* HOW TO COMPLETE THIS TASK *
The records below are to be written out again, exactly as they appear.

* DATA SUPPLIED *

-------

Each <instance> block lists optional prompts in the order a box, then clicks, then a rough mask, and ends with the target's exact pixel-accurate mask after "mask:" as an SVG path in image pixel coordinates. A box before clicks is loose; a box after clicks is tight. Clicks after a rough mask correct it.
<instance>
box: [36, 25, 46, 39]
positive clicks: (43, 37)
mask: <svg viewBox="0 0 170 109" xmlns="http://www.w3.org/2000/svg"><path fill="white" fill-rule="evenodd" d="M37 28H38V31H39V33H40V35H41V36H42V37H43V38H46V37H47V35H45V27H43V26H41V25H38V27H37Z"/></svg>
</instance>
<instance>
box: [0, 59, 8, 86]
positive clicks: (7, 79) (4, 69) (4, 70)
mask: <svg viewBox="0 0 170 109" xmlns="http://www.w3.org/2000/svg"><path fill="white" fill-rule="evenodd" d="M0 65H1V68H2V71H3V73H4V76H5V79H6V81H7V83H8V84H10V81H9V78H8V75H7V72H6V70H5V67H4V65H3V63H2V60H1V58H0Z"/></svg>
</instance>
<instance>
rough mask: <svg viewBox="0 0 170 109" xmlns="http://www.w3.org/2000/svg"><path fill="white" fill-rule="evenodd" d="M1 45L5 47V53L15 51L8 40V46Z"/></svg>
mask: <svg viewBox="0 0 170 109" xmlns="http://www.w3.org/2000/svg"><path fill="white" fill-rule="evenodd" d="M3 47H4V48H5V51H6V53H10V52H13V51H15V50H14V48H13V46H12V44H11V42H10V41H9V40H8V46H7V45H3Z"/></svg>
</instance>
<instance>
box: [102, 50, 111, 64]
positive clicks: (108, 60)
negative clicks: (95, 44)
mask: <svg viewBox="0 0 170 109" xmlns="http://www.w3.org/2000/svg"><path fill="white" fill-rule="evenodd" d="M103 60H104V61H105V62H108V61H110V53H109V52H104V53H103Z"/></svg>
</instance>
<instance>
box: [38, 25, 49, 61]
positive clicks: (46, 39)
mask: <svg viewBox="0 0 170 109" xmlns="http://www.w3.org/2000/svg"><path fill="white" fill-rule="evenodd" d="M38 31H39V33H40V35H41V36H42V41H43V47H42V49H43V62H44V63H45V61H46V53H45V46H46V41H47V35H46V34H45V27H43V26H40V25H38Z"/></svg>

-------

* RESULT *
Each <instance> block lists optional prompts in the order a box, then clicks, then a rough mask, and ends with the target's exact pixel-accurate mask after "mask:" as an SVG path in image pixel coordinates. A box before clicks is loose; a box after clicks is tight. Clicks after a rough mask correct it.
<instance>
box: [36, 25, 46, 39]
positive clicks: (43, 37)
mask: <svg viewBox="0 0 170 109" xmlns="http://www.w3.org/2000/svg"><path fill="white" fill-rule="evenodd" d="M37 28H38V31H39V33H40V35H41V36H42V37H43V38H46V37H47V35H45V27H43V26H41V25H38V27H37Z"/></svg>
</instance>
<instance>
box: [0, 59, 8, 86]
positive clicks: (7, 79) (4, 69) (4, 70)
mask: <svg viewBox="0 0 170 109" xmlns="http://www.w3.org/2000/svg"><path fill="white" fill-rule="evenodd" d="M0 65H1V68H2V71H3V73H4V76H5V79H6V81H7V83H8V84H10V81H9V78H8V75H7V72H6V70H5V67H4V65H3V63H2V60H1V58H0Z"/></svg>
</instance>
<instance>
rough mask: <svg viewBox="0 0 170 109" xmlns="http://www.w3.org/2000/svg"><path fill="white" fill-rule="evenodd" d="M1 45L5 47V53L15 51L8 40V46Z"/></svg>
mask: <svg viewBox="0 0 170 109" xmlns="http://www.w3.org/2000/svg"><path fill="white" fill-rule="evenodd" d="M3 47H4V48H5V51H6V53H10V52H13V51H15V50H14V48H13V46H12V44H11V42H10V41H9V40H8V46H7V45H3Z"/></svg>
</instance>
<instance>
box: [102, 50, 111, 64]
positive clicks: (108, 60)
negative clicks: (95, 44)
mask: <svg viewBox="0 0 170 109" xmlns="http://www.w3.org/2000/svg"><path fill="white" fill-rule="evenodd" d="M103 60H104V61H105V62H108V61H110V53H109V52H104V53H103Z"/></svg>
</instance>
<instance>
box: [38, 25, 49, 61]
positive clicks: (46, 39)
mask: <svg viewBox="0 0 170 109" xmlns="http://www.w3.org/2000/svg"><path fill="white" fill-rule="evenodd" d="M38 31H39V33H40V35H41V36H42V41H43V47H42V49H43V62H44V63H45V61H46V53H45V46H46V41H47V35H46V34H45V27H43V26H40V25H38Z"/></svg>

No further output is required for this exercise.